[Excerpts from annotation records]
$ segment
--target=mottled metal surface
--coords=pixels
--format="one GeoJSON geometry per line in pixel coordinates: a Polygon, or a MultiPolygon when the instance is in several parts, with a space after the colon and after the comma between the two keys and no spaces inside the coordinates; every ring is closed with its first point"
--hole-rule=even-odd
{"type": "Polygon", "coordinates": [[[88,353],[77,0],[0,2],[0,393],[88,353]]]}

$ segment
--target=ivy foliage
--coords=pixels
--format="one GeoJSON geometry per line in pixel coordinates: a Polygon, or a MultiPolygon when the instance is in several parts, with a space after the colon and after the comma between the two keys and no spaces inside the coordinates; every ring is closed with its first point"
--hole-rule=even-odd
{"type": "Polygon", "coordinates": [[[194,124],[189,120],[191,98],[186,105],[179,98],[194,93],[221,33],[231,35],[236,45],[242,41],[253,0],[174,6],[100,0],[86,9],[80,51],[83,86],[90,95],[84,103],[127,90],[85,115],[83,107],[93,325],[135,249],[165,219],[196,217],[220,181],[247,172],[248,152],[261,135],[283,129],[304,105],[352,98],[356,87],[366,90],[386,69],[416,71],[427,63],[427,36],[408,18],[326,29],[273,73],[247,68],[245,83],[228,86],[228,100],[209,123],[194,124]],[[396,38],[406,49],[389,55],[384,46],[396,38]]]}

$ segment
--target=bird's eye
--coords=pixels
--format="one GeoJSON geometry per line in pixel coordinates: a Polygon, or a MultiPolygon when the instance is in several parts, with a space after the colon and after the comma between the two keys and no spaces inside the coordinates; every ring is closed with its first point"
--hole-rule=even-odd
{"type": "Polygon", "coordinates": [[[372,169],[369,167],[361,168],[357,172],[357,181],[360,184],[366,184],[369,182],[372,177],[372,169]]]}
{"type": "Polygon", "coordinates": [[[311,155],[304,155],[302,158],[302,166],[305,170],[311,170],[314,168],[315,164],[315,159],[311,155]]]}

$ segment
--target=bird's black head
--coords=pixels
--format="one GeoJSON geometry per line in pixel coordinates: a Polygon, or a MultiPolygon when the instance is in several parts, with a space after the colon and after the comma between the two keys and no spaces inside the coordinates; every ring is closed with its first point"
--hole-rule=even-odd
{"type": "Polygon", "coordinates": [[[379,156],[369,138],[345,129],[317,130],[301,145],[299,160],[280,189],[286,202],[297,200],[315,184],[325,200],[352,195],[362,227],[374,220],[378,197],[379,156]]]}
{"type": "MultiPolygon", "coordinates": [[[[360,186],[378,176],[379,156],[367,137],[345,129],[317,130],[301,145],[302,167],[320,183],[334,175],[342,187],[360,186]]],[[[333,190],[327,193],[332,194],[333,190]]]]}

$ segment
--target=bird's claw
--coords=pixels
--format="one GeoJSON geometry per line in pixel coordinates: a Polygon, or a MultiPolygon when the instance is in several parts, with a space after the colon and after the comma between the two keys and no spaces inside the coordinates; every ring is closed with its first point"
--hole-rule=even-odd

_Exercise_. Please identify every line in the material above that contains the string "target", and copy each of those lines in full.

_The reply_.
--target=mottled metal surface
--target=ivy foliage
--target=bird's eye
--target=bird's black head
--target=bird's claw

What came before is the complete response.